Copy the following rows verbatim, without changing any line.
☆ ☆ ☆ ☆
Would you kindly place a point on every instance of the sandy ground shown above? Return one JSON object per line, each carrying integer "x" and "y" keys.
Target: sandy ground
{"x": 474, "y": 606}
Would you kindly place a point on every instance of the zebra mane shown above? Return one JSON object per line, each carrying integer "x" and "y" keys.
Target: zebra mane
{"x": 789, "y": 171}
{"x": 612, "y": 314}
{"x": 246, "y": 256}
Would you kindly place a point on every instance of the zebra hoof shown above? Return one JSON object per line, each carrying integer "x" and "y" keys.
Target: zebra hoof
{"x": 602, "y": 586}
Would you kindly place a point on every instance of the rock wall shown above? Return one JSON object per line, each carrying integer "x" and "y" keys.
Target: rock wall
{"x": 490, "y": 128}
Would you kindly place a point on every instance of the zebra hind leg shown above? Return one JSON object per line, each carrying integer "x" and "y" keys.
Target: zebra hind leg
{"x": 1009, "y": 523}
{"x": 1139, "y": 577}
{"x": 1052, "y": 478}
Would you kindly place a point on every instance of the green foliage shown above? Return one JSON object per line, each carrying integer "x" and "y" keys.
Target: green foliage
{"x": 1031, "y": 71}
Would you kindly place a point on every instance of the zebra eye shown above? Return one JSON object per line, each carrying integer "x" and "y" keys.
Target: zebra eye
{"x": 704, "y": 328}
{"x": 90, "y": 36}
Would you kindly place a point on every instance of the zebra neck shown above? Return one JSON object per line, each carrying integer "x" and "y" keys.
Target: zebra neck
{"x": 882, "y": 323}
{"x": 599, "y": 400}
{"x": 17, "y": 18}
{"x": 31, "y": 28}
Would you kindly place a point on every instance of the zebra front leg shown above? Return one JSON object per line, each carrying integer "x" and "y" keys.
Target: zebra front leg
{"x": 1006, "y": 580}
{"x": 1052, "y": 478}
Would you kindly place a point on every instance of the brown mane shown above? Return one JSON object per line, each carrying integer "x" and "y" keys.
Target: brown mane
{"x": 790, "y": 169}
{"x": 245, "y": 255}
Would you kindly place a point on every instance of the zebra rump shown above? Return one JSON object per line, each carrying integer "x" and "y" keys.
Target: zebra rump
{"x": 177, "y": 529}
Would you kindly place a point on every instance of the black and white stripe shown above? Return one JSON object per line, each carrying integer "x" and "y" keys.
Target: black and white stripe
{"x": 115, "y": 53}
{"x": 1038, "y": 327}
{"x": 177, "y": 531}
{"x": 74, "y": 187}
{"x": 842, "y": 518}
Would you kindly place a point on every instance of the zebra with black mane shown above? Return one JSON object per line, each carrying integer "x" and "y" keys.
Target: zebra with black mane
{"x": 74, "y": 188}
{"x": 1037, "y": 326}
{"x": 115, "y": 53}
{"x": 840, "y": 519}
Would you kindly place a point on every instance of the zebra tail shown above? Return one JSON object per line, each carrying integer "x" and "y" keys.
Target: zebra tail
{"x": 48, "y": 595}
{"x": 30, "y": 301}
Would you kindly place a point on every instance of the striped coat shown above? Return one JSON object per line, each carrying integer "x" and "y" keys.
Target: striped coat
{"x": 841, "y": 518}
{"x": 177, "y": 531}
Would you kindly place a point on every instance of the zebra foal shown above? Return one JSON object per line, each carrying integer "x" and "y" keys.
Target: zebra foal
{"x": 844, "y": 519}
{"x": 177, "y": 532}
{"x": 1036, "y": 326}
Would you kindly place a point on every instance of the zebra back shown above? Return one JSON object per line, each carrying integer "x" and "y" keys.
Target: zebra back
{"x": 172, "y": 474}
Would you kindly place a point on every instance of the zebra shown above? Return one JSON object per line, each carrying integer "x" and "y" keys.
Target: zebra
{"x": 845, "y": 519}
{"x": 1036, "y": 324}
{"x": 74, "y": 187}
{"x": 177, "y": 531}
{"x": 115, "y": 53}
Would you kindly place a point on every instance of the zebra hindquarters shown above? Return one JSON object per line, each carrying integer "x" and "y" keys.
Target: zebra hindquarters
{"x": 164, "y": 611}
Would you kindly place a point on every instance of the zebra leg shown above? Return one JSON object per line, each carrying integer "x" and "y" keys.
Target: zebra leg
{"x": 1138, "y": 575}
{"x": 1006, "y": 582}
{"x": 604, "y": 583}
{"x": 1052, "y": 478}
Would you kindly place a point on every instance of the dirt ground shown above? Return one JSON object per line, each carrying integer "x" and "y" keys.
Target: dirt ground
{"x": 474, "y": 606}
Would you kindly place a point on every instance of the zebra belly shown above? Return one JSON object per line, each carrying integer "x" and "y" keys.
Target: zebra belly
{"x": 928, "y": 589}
☆ ☆ ☆ ☆
- **Exercise result**:
Would you kindly place a point on every instance of the sandy ground shown above? Return one JSON object per line, each carrying integer "x" and "y" keys.
Target: sandy ground
{"x": 474, "y": 606}
Would you kindly place a point on every instance of the zebra mane shown above? Return one JSON object per line, each carrying integer "x" and "y" keys.
Target: zebra mane
{"x": 789, "y": 171}
{"x": 612, "y": 314}
{"x": 246, "y": 256}
Would you kindly place a point on every instance of the zebra hoof shown above? Return one JSON object per line, each carrying integer "x" and "y" keys.
Target: zebra hoof
{"x": 602, "y": 586}
Would you kindly place a point on every instance of the rock wall shown above? Return one JSON object per line, each carrying integer "x" and "y" keys.
Target: rock wall
{"x": 490, "y": 128}
Would you kindly place a point on every instance of the zebra hind leg shown above? Return one JSON object per line, each carrying integer "x" and "y" keys.
Target: zebra hind leg
{"x": 1009, "y": 523}
{"x": 1139, "y": 577}
{"x": 1052, "y": 478}
Would you kindly place a point on every instance of the green foliage shown above? Return one JSON object per line, each carrying integer "x" and "y" keys.
Target: green foliage
{"x": 1031, "y": 71}
Would you kindly place a point on every instance of the zebra eye shown above? Return one JSON object per line, each carrying integer "x" and "y" keys.
Target: zebra eye
{"x": 704, "y": 328}
{"x": 90, "y": 36}
Would you kindly place a point on every instance of the zebra neck shown above? Return one JSON object per line, each carrying integer "x" and "y" keys.
Target: zebra neck
{"x": 882, "y": 323}
{"x": 599, "y": 400}
{"x": 17, "y": 18}
{"x": 31, "y": 28}
Would you kindly place a point on every instance of the zebra front leg shown above? Return one JSON object per line, each carrying integer "x" and "y" keys.
Target: zebra front leg
{"x": 1006, "y": 580}
{"x": 1052, "y": 478}
Would you kindly place a point on every instance of the brown mane shown above? Return one JSON object per line, each carrying integer "x" and "y" keys.
Target: brown mane
{"x": 790, "y": 169}
{"x": 245, "y": 255}
Would you kindly place a point on every instance of the zebra rump shown above? Return one JSON object per line, each carrying integer "x" and "y" keys.
Target: zebra rump
{"x": 177, "y": 529}
Would you kindly place a point on every instance of the black and white stripe shown above? Return one JSON object per line, each carrying integer "x" and "y" keys.
Target: black and white stripe
{"x": 115, "y": 53}
{"x": 1038, "y": 327}
{"x": 177, "y": 531}
{"x": 74, "y": 187}
{"x": 842, "y": 518}
Would you kindly place a point on every instance of the zebra with black mane shown above? Return one JSON object per line, each carrying integer "x" and "y" keys.
Target: zebra with black mane
{"x": 74, "y": 188}
{"x": 1037, "y": 326}
{"x": 115, "y": 53}
{"x": 840, "y": 519}
Would you kindly place a point on every instance of the zebra tail shown above? Return one JSON object per line, each carrying integer "x" and "y" keys.
Target: zebra tail
{"x": 48, "y": 595}
{"x": 30, "y": 301}
Would you kindly place a point on every instance of the striped coat shown above? Return one JSON object per line, each carrying integer "x" and "y" keys.
Target: striped coat
{"x": 841, "y": 518}
{"x": 177, "y": 531}
Would you kindly place a point on every instance of the zebra foal shown above? Return one JSON object per line, each carrying integer "x" and "y" keys.
Target: zebra foal
{"x": 844, "y": 519}
{"x": 177, "y": 532}
{"x": 1036, "y": 326}
Would you kindly place a point on every instance of the zebra back shown above? Return one JSON object per line, each carrying integer "x" and "y" keys.
Target: zebra back
{"x": 172, "y": 474}
Would you kindly place a point on every instance of the zebra shown above? Return one JSON object per line, each carrying integer "x" and "y" keys.
Target: zebra
{"x": 845, "y": 519}
{"x": 1036, "y": 324}
{"x": 74, "y": 187}
{"x": 177, "y": 531}
{"x": 115, "y": 53}
Would you kindly place a point on every instance of the zebra hindquarters shown above? Return one JSON object per line, each carrying integer "x" and "y" keys.
Target: zebra hindquarters
{"x": 164, "y": 611}
Would you kindly place a point on every instance of the zebra leg shown above? Return one JSON object per line, each carrying integer "x" and "y" keys.
Target: zebra leg
{"x": 1138, "y": 575}
{"x": 1006, "y": 582}
{"x": 604, "y": 583}
{"x": 1052, "y": 478}
Would you kindly place a point on every instance of the dirt ground shown above? Return one JSON object per line, each carrying integer "x" and "y" keys.
Target: dirt ground
{"x": 474, "y": 606}
Would you kindly place a point on every instance of the zebra belly shown above? Return one JSON object per line, each carrying integer "x" and "y" keys.
Target: zebra belly
{"x": 928, "y": 589}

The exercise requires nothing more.